● **Set problem**
Render the entries as a JSON list of strings with one string per line, omitting blank lines, starting with the line that contains "bracelet by giving the bounding box." and going on through the line that contains "[152,64,195,114]".

(Records from a data source)

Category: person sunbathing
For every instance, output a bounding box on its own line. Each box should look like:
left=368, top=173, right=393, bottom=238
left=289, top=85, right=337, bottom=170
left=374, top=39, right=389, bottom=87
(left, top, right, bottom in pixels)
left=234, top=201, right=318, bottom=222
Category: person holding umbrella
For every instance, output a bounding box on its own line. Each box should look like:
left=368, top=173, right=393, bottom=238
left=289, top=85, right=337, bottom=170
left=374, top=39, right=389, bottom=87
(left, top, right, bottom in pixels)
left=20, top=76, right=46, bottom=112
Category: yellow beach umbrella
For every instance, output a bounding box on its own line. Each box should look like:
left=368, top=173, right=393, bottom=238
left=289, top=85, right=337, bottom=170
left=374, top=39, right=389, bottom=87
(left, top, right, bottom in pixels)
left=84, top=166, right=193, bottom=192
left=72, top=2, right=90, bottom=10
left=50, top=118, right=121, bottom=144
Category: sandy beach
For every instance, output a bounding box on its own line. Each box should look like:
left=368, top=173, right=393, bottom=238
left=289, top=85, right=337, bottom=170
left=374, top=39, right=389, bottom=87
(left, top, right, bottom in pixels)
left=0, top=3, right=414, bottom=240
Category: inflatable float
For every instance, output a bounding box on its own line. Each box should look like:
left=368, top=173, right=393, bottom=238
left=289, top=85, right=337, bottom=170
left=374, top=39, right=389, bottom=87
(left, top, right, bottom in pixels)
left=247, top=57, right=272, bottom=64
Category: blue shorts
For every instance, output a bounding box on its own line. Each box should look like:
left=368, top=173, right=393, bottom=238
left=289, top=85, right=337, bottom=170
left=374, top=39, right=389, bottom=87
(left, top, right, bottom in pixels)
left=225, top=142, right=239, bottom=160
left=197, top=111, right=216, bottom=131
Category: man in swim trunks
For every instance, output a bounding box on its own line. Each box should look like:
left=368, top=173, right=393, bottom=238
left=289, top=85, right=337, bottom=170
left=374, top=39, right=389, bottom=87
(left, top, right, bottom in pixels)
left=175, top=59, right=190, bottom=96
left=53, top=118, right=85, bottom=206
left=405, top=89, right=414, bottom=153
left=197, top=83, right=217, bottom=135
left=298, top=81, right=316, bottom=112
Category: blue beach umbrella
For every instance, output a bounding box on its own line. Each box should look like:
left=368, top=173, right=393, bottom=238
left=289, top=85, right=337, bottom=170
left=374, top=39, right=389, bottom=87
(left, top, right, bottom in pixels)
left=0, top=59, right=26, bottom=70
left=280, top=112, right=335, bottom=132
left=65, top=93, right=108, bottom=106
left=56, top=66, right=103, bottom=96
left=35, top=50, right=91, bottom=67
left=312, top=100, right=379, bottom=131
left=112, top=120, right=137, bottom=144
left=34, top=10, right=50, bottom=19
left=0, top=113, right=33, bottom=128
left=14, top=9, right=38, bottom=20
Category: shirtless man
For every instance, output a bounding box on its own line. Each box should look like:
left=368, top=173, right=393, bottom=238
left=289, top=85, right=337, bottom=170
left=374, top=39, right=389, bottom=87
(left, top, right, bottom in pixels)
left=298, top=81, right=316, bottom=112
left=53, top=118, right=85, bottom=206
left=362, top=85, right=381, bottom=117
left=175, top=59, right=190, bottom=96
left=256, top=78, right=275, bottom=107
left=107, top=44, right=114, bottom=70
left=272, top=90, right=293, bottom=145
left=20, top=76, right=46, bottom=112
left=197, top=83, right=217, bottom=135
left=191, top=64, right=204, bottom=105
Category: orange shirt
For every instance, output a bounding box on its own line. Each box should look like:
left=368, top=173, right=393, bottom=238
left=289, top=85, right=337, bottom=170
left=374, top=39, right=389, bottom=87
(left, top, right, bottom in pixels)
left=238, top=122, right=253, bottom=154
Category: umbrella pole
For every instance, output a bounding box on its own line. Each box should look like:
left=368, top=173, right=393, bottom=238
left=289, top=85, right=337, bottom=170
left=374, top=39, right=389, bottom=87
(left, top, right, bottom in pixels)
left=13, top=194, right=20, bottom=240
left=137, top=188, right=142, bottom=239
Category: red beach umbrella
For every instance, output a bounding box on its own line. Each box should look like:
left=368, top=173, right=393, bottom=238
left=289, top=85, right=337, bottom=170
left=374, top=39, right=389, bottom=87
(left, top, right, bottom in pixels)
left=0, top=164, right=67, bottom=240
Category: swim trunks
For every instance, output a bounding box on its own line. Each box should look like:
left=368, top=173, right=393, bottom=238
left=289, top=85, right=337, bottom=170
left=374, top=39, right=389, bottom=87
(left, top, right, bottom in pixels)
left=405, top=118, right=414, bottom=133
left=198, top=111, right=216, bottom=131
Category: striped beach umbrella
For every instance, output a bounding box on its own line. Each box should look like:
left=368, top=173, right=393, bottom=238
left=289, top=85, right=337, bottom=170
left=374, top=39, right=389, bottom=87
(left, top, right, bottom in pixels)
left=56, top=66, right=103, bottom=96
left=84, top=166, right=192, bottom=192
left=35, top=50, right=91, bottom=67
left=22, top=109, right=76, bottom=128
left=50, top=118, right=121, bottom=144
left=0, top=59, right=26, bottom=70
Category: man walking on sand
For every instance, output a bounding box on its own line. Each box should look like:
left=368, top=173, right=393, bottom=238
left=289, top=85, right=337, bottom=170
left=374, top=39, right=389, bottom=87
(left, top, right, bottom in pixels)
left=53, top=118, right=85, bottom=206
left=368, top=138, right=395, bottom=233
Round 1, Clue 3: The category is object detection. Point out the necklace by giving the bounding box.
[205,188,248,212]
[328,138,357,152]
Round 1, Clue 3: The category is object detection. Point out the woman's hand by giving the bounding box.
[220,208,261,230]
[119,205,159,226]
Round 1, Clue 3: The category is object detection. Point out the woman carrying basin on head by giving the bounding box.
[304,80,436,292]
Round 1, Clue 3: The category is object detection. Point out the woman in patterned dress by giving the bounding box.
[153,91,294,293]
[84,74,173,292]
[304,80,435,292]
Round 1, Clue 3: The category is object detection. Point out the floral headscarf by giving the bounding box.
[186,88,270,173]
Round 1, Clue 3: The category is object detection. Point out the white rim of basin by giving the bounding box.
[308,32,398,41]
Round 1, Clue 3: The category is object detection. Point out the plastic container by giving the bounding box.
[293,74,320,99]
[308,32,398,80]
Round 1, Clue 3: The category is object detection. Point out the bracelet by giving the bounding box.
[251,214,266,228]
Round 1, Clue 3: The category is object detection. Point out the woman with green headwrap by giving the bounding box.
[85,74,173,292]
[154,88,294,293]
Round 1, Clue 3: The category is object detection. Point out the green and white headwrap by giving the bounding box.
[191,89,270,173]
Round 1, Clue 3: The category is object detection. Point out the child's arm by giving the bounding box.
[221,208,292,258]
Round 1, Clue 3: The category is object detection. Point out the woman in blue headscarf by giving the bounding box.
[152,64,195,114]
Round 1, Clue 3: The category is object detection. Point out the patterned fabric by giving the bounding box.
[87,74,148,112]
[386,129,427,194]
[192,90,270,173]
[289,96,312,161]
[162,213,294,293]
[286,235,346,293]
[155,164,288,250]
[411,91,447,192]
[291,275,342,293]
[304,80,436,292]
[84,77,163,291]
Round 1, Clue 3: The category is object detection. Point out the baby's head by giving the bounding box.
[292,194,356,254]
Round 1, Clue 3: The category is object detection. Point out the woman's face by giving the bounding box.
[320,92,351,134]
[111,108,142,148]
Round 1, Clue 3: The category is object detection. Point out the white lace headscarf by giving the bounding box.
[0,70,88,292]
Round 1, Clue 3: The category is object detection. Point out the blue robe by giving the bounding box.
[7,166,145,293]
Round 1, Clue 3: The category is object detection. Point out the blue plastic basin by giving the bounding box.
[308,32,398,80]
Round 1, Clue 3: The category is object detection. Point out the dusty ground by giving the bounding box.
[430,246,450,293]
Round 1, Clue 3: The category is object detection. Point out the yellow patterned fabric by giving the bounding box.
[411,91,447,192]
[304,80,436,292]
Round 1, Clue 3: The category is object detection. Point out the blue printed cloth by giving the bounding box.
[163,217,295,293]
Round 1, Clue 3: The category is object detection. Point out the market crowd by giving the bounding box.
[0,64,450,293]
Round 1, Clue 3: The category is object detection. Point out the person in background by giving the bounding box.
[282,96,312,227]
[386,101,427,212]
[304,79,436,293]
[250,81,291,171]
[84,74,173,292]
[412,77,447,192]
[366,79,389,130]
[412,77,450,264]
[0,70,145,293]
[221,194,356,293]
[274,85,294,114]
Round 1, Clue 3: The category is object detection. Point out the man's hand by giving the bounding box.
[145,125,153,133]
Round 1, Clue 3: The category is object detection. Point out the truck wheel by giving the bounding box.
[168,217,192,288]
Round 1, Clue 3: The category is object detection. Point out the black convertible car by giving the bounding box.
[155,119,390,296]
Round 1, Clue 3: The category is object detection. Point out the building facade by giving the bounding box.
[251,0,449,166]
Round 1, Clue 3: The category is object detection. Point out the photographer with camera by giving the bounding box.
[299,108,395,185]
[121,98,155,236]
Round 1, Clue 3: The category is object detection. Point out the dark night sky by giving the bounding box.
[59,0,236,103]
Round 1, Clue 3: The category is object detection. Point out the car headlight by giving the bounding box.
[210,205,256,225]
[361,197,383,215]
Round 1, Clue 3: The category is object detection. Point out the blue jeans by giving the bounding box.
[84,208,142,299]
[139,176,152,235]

● **Problem solution**
[
  "Round 1, Clue 3: The category is object detection. Point out the bracelet by giving the bounding box.",
  "[251,214,266,228]",
  "Round 1, Clue 3: The category is object detection. Point out the woman with green headwrap by giving the bounding box.",
  "[85,74,173,292]",
  "[154,88,294,293]",
  "Round 1, Clue 3: The category is object detection. Point out the green and white headwrap by giving the bounding box.",
  "[191,89,270,173]",
  "Round 1, Clue 3: The category is object detection. Point out the child's arm by giving the bounding box.",
  "[221,208,292,258]",
  "Round 1, Clue 3: The category is object detection. Point out the woman in blue headscarf by giving the bounding box.",
  "[152,64,195,114]"
]